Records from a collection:
-----

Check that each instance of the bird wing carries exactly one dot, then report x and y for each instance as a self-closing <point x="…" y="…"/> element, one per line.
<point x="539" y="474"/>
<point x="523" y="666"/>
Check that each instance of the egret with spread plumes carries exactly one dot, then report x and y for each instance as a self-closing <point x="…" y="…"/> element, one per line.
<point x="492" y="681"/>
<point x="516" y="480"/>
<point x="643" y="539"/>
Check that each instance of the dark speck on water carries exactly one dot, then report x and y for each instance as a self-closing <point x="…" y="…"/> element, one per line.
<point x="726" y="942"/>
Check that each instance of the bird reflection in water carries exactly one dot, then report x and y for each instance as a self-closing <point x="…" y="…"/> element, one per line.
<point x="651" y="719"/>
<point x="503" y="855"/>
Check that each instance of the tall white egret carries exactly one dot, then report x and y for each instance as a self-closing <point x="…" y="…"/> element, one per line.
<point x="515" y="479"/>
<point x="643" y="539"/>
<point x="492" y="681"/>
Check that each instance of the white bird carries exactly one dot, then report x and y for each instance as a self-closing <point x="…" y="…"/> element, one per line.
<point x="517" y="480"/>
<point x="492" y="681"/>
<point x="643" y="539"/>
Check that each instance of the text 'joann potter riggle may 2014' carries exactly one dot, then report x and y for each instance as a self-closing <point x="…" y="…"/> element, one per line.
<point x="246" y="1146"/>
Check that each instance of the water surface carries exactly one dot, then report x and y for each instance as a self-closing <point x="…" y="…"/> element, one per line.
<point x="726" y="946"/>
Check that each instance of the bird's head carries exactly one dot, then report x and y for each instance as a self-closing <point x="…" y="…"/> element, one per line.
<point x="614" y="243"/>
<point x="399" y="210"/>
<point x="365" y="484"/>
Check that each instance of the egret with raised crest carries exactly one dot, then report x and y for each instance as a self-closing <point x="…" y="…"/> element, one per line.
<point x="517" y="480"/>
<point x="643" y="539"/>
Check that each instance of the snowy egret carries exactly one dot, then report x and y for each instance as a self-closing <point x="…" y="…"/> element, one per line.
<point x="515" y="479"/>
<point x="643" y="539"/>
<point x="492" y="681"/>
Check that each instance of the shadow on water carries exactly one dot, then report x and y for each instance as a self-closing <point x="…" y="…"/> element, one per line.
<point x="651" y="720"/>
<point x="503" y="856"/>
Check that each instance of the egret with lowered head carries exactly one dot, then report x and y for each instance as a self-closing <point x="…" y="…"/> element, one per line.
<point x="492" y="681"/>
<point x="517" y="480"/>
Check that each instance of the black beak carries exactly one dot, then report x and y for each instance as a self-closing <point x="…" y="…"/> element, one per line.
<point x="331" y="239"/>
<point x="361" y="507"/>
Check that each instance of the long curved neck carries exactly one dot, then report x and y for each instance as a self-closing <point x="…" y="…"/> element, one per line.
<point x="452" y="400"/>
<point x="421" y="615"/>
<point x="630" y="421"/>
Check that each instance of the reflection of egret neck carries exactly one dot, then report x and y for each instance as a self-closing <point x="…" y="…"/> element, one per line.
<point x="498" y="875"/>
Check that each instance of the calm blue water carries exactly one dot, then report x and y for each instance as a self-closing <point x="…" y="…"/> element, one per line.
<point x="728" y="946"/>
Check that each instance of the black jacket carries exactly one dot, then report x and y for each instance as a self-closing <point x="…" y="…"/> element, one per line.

-----

_Task requirements:_ Retype each entry exactly, missing none.

_Answer to this problem:_
Check that each instance of the bird wing carries exactly one dot, then report x and y for each instance as a self-closing <point x="…" y="…"/> element, one per line.
<point x="539" y="474"/>
<point x="523" y="666"/>
Check that each instance of the egret with spread plumes carries exactly one dot, then report x and y for each instance as a self-closing <point x="…" y="…"/> element, one per line.
<point x="492" y="681"/>
<point x="516" y="480"/>
<point x="643" y="539"/>
Check that each instance of the dark speck on water carries exactly one dot, then report x and y for each instance as a self-closing <point x="…" y="…"/> element, one per line.
<point x="726" y="942"/>
Check that each instance of the bird reflection in water carries exactly one dot, then report x and y for each instance as a self-closing <point x="…" y="…"/> element, one per line.
<point x="651" y="719"/>
<point x="503" y="855"/>
Check that each instance of the tall white egret carries exactly one dot, then report x and y for each instance as a self-closing <point x="…" y="…"/> element, one per line.
<point x="515" y="479"/>
<point x="643" y="539"/>
<point x="492" y="681"/>
Check that each instance of the white bird carries exactly one dot, then report x and y for each instance as a self-closing <point x="…" y="…"/> element, one per line.
<point x="517" y="480"/>
<point x="492" y="681"/>
<point x="643" y="539"/>
Check that each instance of the text 'joann potter riggle may 2014' carries exactly one dot, then report x and y for each instance as a self-closing <point x="…" y="…"/> element, one per line.
<point x="246" y="1146"/>
Check that each instance of the water surface carries exactly one dot, then report x and y for each instance as a self-closing <point x="…" y="…"/> element, one per line.
<point x="726" y="946"/>
Check that each instance of the bird's head carries exactly one dot, then report x and y for each instance as a self-closing <point x="…" y="…"/> element, one per line.
<point x="614" y="243"/>
<point x="399" y="210"/>
<point x="365" y="484"/>
Check that each instance of the egret with raised crest carries exactly one dot, then report x and y for each instance as a self-closing <point x="…" y="…"/> element, one per line.
<point x="517" y="480"/>
<point x="643" y="539"/>
Check that each instance of the snowy egret carries exactly one dot, then report x and y for each instance as a self-closing <point x="…" y="…"/> element, one per line.
<point x="515" y="479"/>
<point x="643" y="539"/>
<point x="492" y="681"/>
Check that each instance of the shadow on water carries exactly one dot, then report x and y for each instance as a self-closing <point x="…" y="…"/> element, one per line.
<point x="651" y="720"/>
<point x="503" y="856"/>
Check that each instance of the egret with lowered head carries exactly one dot, then report x and y for each instance as a self-closing <point x="…" y="…"/> element, one per line.
<point x="492" y="681"/>
<point x="517" y="480"/>
Check that each instance of the black beak carries exactly one dot, then report x and y for each instance as a self-closing <point x="…" y="…"/> element, one per line.
<point x="331" y="239"/>
<point x="361" y="507"/>
Check that each instance of the long curved neck carries exactly one dot, then report x and y for each instance as a self-closing <point x="…" y="…"/> element, one per line.
<point x="452" y="400"/>
<point x="421" y="615"/>
<point x="630" y="421"/>
Check that each instance of the reflection of egret neck carries exactly one dot, then report x and y for each instance as a self-closing <point x="…" y="…"/> element, one per line.
<point x="498" y="875"/>
Check that each instance of the calm blue water carries exactly one dot, then report x and y for each instance as a self-closing <point x="…" y="…"/> element, one per line.
<point x="728" y="946"/>
Check that each instance of the black jacket carries exactly one dot, then report x and y for each instance as a self-closing <point x="…" y="…"/> element, one per line.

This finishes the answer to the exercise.